● Selected passage
____

# Take a look at this!



## Annaland13 (Oct 28, 2009)

What I would give to board my horse at a place like this...

King Construction's Home Page...serving horse owners, and especially the hunter, jumper, dressage & thoroughbred industry I love the Rivers Edge barn in NJ.


----------



## Amba1027 (Jun 26, 2009)

Oh my god those barns are gorgeous!!! I would love to have a place like that.


----------



## Sketter (Aug 26, 2009)

WOW! my mouth dropped when I saw that arena!! Beautiful!


----------



## Kashmere (Nov 30, 2009)

Well done and I love the style!


----------



## Annaland13 (Oct 28, 2009)

If i ever win the lottery I will have them build me a barn. You could live in a barn that nice!


----------



## Amba1027 (Jun 26, 2009)

Annaland13 said:


> If i ever win the lottery I will have them build me a barn. You could live in a barn that nice!


Same here. One of them said there is a 5 bedroom apartment attached!


----------



## ilovestitch (Dec 22, 2006)

WOW! I have no idea how anyone could afford something like that and not have won the lottery!


----------



## Solon (May 11, 2008)

I don't think I would. I think a place like that might be overly neurotic about dirt, dust and all the little things like that, that go with horses. It's pretty, but I like a more functioning stable. Dirt and all.


----------



## My Beau (Jan 2, 2009)

Wellspring Farm... mmmmmmmmmmmm!!!


----------



## Lunachick (Feb 10, 2010)

The indoor arena is amazing.

Some look a bit over the top, but a less stately one would be lovely. 

The really fancy tack room is awful though!


----------



## horsea (Dec 28, 2009)

There is a Lipizzan barn near me that is made by them. Believe me, they are even prettier in person! My house isn't even as nice as the stallion's barn and stalls! They are GORGEOUS!!!


----------



## kchfuller (Feb 1, 2008)

wow! 

i'll start saving my pennies!


----------



## drafts4ever (Sep 1, 2009)

ahhhhhhh!!!!!!!! I want all of them! I drooled.


----------



## Phantomcolt18 (Sep 25, 2007)

wow i wonder how much some of those cost?!?!?! they are baeutiful though


----------



## jumper25 (Dec 23, 2009)

Wow that's amazing!


----------



## Allison Finch (Oct 21, 2009)

I used to train at a place called BARA Farms in Colorado Springs. It had two indoor rings (one for dressage and one for jumping). The barns were gorgeous passive solar barns. Very fancy place with its own aqua treadmill, breeding barn etc.

Sadly, after I moved east, it was sold a couple of times. It is now called Cactus Creek Ranch, and is looking somewhat beat up. Too bad. 

Here is what it looks like now;

Cactus Creek Ranch, LLC

Still a pretty nice place.


----------



## ShannonSevenfold (Oct 11, 2008)

bah. Comment fail. haha. Sorry


----------



## White Foot (Jun 4, 2009)

Small world xD I've been to the one in NY.


----------

____

List every barn, farm, or ranch that the forum thread mentions by name. The lines that come after this thread aren't needed for anything here.

____

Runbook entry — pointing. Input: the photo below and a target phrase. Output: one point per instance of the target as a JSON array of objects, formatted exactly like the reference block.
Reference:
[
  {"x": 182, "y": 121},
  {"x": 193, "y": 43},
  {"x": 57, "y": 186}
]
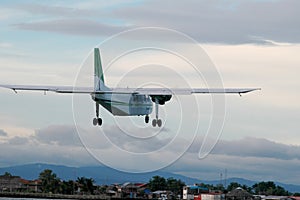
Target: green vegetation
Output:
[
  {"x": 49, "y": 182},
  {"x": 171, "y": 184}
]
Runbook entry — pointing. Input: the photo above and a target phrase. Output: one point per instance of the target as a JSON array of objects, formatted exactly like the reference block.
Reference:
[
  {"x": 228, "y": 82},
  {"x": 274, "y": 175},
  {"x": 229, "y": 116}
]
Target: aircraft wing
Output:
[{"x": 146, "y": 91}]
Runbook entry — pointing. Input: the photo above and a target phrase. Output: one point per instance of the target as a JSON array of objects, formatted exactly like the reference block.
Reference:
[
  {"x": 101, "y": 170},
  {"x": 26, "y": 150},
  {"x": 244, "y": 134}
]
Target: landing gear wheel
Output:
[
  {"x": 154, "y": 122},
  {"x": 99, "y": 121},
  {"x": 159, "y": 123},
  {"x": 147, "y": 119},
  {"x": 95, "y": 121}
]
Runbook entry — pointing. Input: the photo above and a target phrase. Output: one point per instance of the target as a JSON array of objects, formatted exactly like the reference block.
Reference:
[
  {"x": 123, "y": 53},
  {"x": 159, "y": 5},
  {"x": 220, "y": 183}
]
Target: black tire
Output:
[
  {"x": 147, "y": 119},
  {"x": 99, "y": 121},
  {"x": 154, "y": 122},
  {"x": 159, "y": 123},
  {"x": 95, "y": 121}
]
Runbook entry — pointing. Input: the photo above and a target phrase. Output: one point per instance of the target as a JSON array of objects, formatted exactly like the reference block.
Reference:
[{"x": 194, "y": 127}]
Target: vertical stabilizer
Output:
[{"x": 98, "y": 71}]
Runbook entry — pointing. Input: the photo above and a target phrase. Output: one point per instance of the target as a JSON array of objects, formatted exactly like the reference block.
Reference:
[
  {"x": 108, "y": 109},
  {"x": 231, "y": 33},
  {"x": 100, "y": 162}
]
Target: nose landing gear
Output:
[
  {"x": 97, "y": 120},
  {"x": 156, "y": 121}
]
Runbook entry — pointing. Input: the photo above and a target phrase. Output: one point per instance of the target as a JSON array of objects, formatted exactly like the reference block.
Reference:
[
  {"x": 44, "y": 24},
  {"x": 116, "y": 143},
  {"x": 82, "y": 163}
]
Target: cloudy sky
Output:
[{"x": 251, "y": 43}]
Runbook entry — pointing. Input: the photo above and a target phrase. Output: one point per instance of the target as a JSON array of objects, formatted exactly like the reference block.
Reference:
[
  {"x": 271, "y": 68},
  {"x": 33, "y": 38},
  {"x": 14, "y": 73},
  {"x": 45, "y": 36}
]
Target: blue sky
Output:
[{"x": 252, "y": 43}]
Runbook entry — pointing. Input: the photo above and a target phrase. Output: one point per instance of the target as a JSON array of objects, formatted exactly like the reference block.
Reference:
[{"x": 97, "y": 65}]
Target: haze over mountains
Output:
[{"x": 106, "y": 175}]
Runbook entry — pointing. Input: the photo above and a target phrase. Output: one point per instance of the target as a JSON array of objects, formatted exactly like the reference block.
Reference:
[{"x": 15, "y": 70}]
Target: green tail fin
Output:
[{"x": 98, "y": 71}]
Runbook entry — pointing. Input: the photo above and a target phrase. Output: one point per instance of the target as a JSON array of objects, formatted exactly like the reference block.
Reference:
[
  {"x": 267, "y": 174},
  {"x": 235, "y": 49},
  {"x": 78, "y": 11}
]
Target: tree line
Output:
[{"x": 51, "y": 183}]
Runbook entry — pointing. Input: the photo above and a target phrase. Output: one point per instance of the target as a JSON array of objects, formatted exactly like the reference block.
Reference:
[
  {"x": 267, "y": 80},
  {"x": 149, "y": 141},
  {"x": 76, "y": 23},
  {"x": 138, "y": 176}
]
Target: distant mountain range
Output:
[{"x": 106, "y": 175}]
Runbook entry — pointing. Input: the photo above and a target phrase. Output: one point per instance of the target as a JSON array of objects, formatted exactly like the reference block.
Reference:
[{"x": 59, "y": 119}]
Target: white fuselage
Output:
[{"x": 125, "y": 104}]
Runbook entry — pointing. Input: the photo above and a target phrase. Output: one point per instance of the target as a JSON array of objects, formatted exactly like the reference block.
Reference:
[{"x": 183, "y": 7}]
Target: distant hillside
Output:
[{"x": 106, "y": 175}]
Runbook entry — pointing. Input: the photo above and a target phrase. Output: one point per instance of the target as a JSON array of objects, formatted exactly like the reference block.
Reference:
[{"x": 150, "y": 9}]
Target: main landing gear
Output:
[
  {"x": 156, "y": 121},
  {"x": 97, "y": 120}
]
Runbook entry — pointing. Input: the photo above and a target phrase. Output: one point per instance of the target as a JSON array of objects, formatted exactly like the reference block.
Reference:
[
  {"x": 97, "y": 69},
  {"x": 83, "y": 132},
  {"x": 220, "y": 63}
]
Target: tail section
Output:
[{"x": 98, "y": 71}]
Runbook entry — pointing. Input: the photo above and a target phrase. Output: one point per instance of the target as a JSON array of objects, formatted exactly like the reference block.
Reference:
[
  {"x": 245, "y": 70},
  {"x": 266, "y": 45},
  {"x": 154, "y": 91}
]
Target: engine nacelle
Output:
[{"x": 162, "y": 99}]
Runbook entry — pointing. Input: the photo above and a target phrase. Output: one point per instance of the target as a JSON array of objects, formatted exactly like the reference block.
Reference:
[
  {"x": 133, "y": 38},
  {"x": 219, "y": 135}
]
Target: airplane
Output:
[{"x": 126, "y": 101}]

____

● Result of this exercise
- Rivers Edge barn
- Wellspring Farm
- BARA Farms
- Cactus Creek Ranch